§ Problem details
With the pictures left out, set down the line containing "Target: sunlight glare on water" and each line after it to the end of the material, exactly as written.

§ Records to use

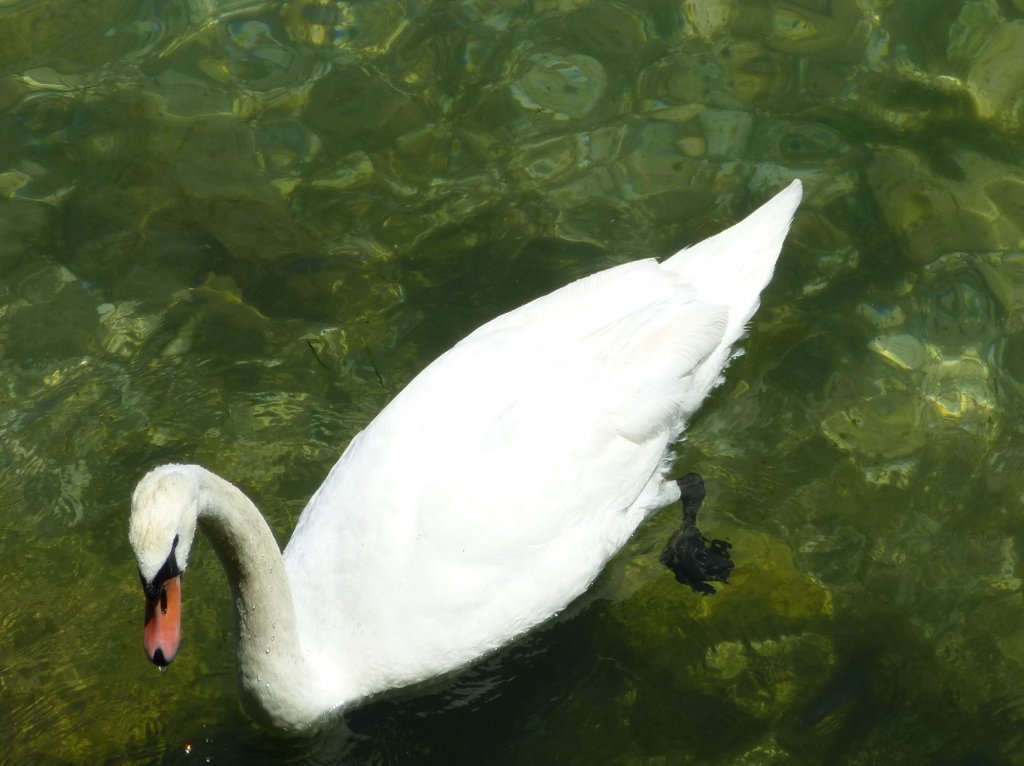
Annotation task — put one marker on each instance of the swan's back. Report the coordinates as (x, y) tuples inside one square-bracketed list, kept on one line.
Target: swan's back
[(493, 490)]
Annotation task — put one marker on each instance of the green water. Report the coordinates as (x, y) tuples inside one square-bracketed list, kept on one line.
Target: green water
[(230, 231)]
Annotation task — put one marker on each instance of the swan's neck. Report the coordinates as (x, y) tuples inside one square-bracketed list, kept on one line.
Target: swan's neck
[(276, 680)]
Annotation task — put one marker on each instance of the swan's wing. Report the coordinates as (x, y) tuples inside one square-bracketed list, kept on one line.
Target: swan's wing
[(492, 491)]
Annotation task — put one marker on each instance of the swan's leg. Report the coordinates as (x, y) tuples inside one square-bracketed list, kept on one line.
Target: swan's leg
[(693, 559)]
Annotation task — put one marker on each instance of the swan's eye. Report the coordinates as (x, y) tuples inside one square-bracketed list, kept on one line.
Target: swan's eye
[(155, 589)]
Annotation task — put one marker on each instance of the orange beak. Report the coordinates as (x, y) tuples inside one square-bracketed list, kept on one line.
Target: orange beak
[(162, 633)]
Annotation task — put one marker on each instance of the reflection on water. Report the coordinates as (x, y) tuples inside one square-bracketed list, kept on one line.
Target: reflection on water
[(229, 231)]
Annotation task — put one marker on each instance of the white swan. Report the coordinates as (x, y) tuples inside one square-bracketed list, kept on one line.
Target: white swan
[(482, 500)]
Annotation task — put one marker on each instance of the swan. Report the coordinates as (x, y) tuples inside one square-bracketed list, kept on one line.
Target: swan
[(482, 500)]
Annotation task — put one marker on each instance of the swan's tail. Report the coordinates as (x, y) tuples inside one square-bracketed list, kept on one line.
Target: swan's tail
[(732, 267)]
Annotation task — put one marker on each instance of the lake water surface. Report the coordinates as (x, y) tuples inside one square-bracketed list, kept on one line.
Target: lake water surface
[(231, 231)]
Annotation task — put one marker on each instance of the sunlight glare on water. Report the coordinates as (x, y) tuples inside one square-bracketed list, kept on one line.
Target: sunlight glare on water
[(231, 231)]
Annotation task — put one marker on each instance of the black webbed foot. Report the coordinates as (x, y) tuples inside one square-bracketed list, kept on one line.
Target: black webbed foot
[(693, 559)]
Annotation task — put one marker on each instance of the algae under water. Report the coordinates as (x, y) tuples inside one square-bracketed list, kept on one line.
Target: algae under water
[(230, 231)]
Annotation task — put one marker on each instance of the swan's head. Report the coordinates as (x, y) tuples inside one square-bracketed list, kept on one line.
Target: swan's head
[(161, 529)]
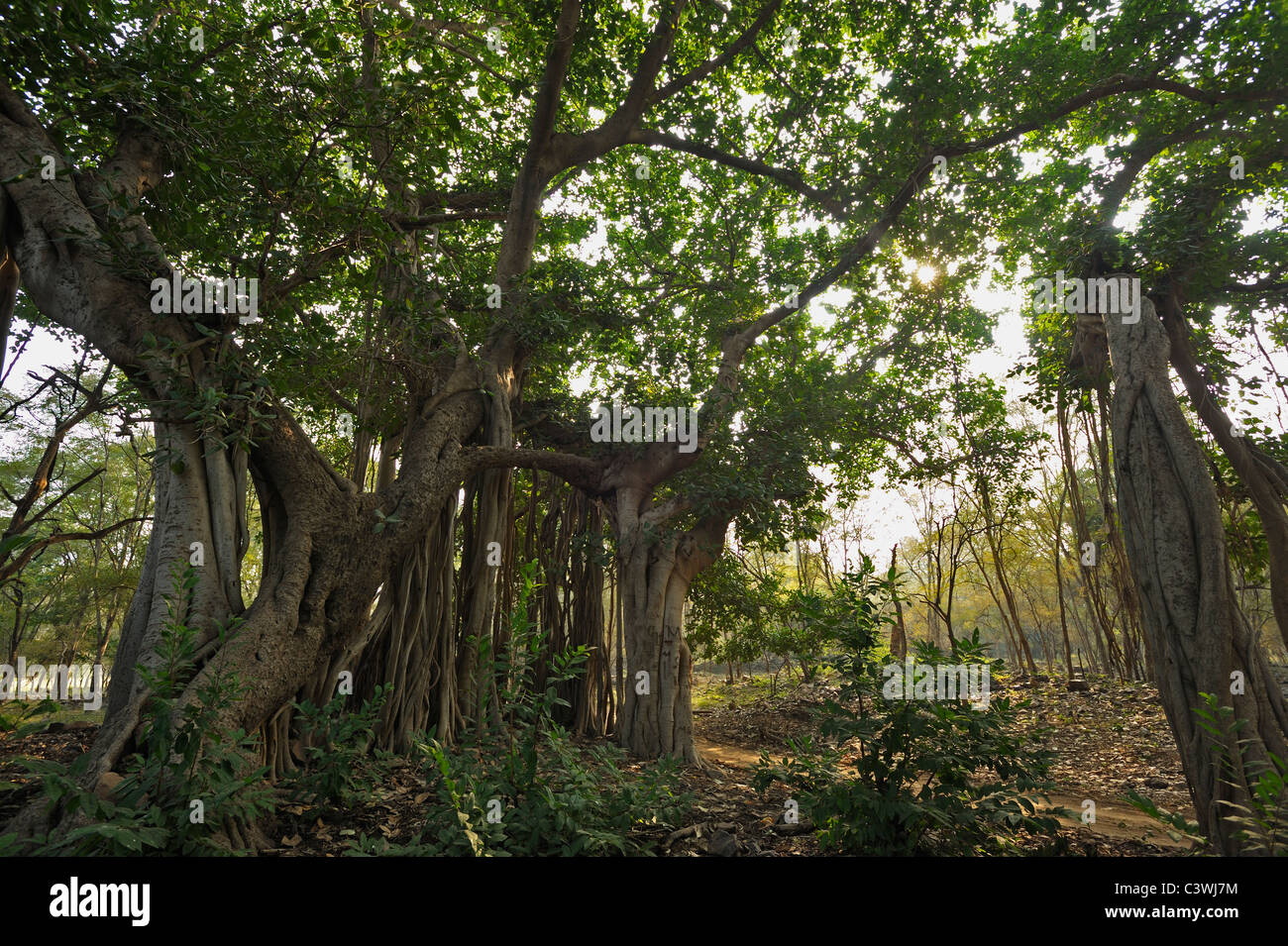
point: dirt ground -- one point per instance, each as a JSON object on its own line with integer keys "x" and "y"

§ Solution to the exercise
Target: sunlight glare on water
[(231, 231)]
Annotation task — put one marker on each instance of the black webbed foot. Report the coordinates as (x, y) tuples inside one square-bracketed list, kept on one line.
Target: black webbed foot
[(693, 559)]
Annotation task — put one marker on each instance of the algae under water. Report the coordinates as (x, y) tuples inside one square-bracketed list, kept on one line.
Target: algae under water
[(230, 231)]
Annotation task — put one marker on each instance of the swan's head. Report the coordinates as (x, y) tuples inside one square-bracketed list, kept on one line.
Target: swan's head
[(161, 529)]
point: dirt ground -- one point per instance, each as a JSON object on its own line with integer keys "x" and "y"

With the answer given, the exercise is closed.